**TEXT TO READ:**
>> Start

Tag Archives: race

Christian Hebrews

And let us consider how we may spur one another on toward love and good deeds.  Let us not give up meeting together as some are in the habit of doing, but let us encourage one another…                    Hebrews 10:24, 25

Some of the most lovely passages in the Bible are found in the book of Hebrews, written to Jewish Christians.  The most famous chapter, of course, is the well-known roll call of the heroes of faith in Hebrews 11, listing some of the Old Testament believers who trusted in Christ, “Seeing we are surrounded with so great a cloud of witnesses … let us run with patience the race that is set before us, looking unto Jesus, the author and perfecto of our faith.”  (12:1)

The unknown author of this beautiful book constantly emphasizes how much better off we are in the New Testament than even such outstanding saints as Moses, Abraham, and others.  They lived in the shadows, and we have the full light of God that shines in the face of Jesus Christ.  Their worship consisted of sacrifices of dumb animals, but Christ, the true Passover Lamb, has been once sacrificed for us.  They could approach God only through the priesthood, and even the high priest was admitted into the symbolic presence of God only once in a whole year, but we can come boldly unto the throne of grace at any time, knowing we shall receive mercy and find grace for every need.

One thing that Hebrews repeatedly warns us New Testament believers against is slipping back into the formalism of the Old Testament.  It is something all of us have to beware of.  We like to have something between us and the holy God.  We are fond of things.  And so our worship gradually becomes more elaborate, liturgical, and with pictures of Jesus in church, thoughtlessly sung doxologies, etc.  Be careful that your service of God today is sincere.


We Are Saints

He has perfected for all time those who are sanctified.      Hebrews 10:14

It is impossible to make progress in the Christian race unless a person realizes that he or she is a saint in Christ.  Can you imagine cheerleaders encouraging a team yelling, “Let’s go, losers”?

>> End

**TASKS:**
1. Could you write out the part of the post on Hebrews that opens with the words containing "The unknown author" and closes with "for every need."?
2. Can you put the entries, from the line containing "mark the shrub -- a dot per instance" through the last line of the entries, both included, into a Markdown table with columns Row and Line, giving each line a row number and leaving blank lines out?

**Object position labeling entries:**
>> Start

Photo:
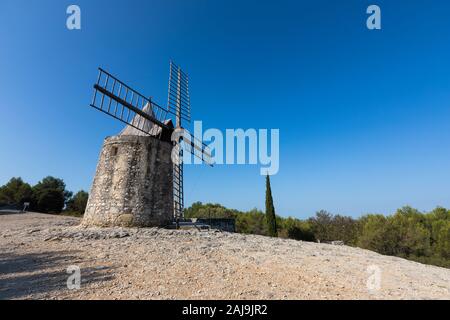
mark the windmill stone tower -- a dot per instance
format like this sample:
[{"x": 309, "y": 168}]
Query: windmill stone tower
[
  {"x": 136, "y": 182},
  {"x": 133, "y": 184}
]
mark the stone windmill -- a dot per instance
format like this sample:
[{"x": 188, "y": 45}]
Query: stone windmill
[{"x": 139, "y": 178}]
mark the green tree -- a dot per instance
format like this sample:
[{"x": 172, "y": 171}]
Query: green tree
[
  {"x": 16, "y": 192},
  {"x": 51, "y": 195},
  {"x": 270, "y": 211},
  {"x": 50, "y": 201},
  {"x": 78, "y": 202}
]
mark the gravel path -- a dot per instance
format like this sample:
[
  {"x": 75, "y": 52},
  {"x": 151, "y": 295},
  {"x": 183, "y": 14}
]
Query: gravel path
[{"x": 119, "y": 263}]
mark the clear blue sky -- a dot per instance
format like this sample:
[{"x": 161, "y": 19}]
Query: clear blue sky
[{"x": 363, "y": 115}]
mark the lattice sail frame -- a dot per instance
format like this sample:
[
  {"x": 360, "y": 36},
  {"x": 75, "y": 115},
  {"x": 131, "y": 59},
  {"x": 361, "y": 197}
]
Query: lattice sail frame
[{"x": 178, "y": 100}]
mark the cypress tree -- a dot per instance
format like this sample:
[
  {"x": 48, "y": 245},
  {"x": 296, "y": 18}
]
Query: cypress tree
[{"x": 270, "y": 211}]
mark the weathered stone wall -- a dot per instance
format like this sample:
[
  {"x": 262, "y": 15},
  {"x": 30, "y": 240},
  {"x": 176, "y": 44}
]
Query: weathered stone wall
[{"x": 133, "y": 183}]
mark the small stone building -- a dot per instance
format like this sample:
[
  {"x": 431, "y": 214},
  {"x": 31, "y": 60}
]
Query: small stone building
[{"x": 133, "y": 184}]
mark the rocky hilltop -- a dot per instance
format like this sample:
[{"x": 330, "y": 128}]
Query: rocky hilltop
[{"x": 128, "y": 263}]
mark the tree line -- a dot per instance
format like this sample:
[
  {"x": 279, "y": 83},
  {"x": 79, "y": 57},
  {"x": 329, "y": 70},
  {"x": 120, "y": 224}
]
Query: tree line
[
  {"x": 408, "y": 233},
  {"x": 47, "y": 196}
]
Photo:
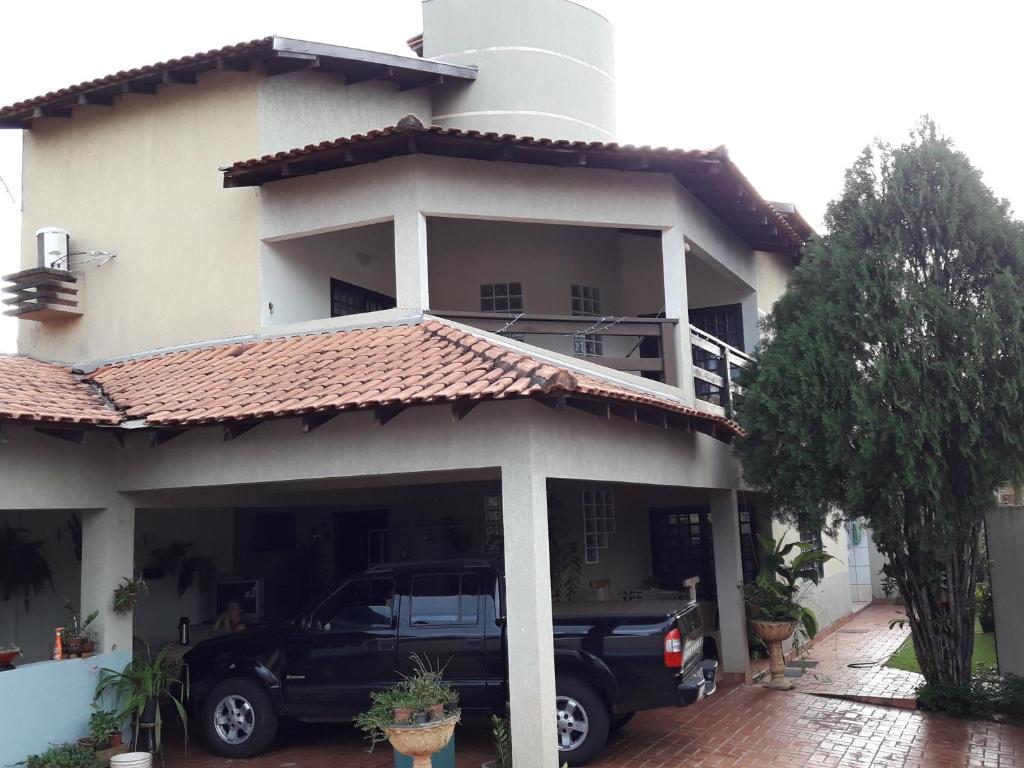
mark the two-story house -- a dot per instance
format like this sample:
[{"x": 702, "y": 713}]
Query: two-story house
[{"x": 311, "y": 308}]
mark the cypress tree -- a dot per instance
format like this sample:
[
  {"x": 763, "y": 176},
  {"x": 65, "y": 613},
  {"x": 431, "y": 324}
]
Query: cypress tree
[{"x": 890, "y": 383}]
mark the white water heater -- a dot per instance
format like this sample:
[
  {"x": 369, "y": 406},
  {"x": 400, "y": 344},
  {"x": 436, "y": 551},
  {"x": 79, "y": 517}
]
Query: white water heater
[
  {"x": 546, "y": 68},
  {"x": 52, "y": 245}
]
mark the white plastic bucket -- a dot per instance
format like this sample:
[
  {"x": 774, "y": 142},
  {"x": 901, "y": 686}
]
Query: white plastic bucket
[{"x": 132, "y": 760}]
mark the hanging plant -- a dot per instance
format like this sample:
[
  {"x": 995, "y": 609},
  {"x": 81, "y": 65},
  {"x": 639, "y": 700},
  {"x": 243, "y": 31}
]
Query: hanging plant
[
  {"x": 126, "y": 595},
  {"x": 174, "y": 558},
  {"x": 24, "y": 568}
]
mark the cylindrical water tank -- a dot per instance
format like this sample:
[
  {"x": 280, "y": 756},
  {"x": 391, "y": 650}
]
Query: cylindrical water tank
[{"x": 546, "y": 67}]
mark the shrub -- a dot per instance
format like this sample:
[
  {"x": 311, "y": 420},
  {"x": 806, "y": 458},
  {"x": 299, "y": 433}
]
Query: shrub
[
  {"x": 65, "y": 756},
  {"x": 987, "y": 694}
]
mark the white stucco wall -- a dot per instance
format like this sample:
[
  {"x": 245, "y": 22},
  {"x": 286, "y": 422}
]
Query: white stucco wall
[
  {"x": 830, "y": 598},
  {"x": 140, "y": 178}
]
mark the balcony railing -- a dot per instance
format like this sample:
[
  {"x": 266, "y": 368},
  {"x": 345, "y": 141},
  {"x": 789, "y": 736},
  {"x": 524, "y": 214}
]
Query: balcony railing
[
  {"x": 647, "y": 343},
  {"x": 652, "y": 353},
  {"x": 717, "y": 369}
]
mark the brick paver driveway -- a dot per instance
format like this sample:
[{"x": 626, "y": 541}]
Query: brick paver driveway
[{"x": 739, "y": 726}]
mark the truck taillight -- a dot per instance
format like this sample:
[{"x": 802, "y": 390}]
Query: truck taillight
[{"x": 674, "y": 649}]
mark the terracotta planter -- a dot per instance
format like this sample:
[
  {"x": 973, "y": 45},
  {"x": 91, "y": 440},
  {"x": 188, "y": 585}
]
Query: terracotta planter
[
  {"x": 774, "y": 634},
  {"x": 420, "y": 741}
]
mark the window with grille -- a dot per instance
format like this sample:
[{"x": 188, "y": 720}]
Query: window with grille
[
  {"x": 347, "y": 298},
  {"x": 682, "y": 548},
  {"x": 587, "y": 303},
  {"x": 501, "y": 297},
  {"x": 749, "y": 542},
  {"x": 813, "y": 536},
  {"x": 598, "y": 522}
]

>> End

**FULL SOLUTIONS:**
1.
The unknown author of this beautiful book constantly emphasizes how much better off we are in the New Testament than even such outstanding saints as Moses, Abraham, and others.  They lived in the shadows, and we have the full light of God that shines in the face of Jesus Christ.  Their worship consisted of sacrifices of dumb animals, but Christ, the true Passover Lamb, has been once sacrificed for us.  They could approach God only through the priesthood, and even the high priest was admitted into the symbolic presence of God only once in a whole year, but we can come boldly unto the throne of grace at any time, knowing we shall receive mercy and find grace for every need.

2.
| Row | Line |
|---|---|
| 1 | mark the shrub -- a dot per instance |
| 2 | format like this sample: |
| 3 | [ |
| 4 |   {"x": 311, "y": 420}, |
| 5 |   {"x": 806, "y": 458}, |
| 6 |   {"x": 299, "y": 433} |
| 7 | ] |
| 8 | Query: shrub |
| 9 | [ |
| 10 |   {"x": 65, "y": 756}, |
| 11 |   {"x": 987, "y": 694} |
| 12 | ] |
| 13 | mark the white stucco wall -- a dot per instance |
| 14 | format like this sample: |
| 15 | [ |
| 16 |   {"x": 245, "y": 22}, |
| 17 |   {"x": 286, "y": 422} |
| 18 | ] |
| 19 | Query: white stucco wall |
| 20 | [ |
| 21 |   {"x": 830, "y": 598}, |
| 22 |   {"x": 140, "y": 178} |
| 23 | ] |
| 24 | mark the balcony railing -- a dot per instance |
| 25 | format like this sample: |
| 26 | [ |
| 27 |   {"x": 266, "y": 368}, |
| 28 |   {"x": 345, "y": 141}, |
| 29 |   {"x": 789, "y": 736}, |
| 30 |   {"x": 524, "y": 214} |
| 31 | ] |
| 32 | Query: balcony railing |
| 33 | [ |
| 34 |   {"x": 647, "y": 343}, |
| 35 |   {"x": 652, "y": 353}, |
| 36 |   {"x": 717, "y": 369} |
| 37 | ] |
| 38 | mark the brick paver driveway -- a dot per instance |
| 39 | format like this sample: |
| 40 | [{"x": 626, "y": 541}] |
| 41 | Query: brick paver driveway |
| 42 | [{"x": 739, "y": 726}] |
| 43 | mark the truck taillight -- a dot per instance |
| 44 | format like this sample: |
| 45 | [{"x": 802, "y": 390}] |
| 46 | Query: truck taillight |
| 47 | [{"x": 674, "y": 649}] |
| 48 | mark the terracotta planter -- a dot per instance |
| 49 | format like this sample: |
| 50 | [ |
| 51 |   {"x": 973, "y": 45}, |
| 52 |   {"x": 91, "y": 440}, |
| 53 |   {"x": 188, "y": 585} |
| 54 | ] |
| 55 | Query: terracotta planter |
| 56 | [ |
| 57 |   {"x": 774, "y": 634}, |
| 58 |   {"x": 420, "y": 741} |
| 59 | ] |
| 60 | mark the window with grille -- a dot per instance |
| 61 | format like this sample: |
| 62 | [{"x": 188, "y": 720}] |
| 63 | Query: window with grille |
| 64 | [ |
| 65 |   {"x": 347, "y": 298}, |
| 66 |   {"x": 682, "y": 548}, |
| 67 |   {"x": 587, "y": 303}, |
| 68 |   {"x": 501, "y": 297}, |
| 69 |   {"x": 749, "y": 542}, |
| 70 |   {"x": 813, "y": 536}, |
| 71 |   {"x": 598, "y": 522} |
| 72 | ] |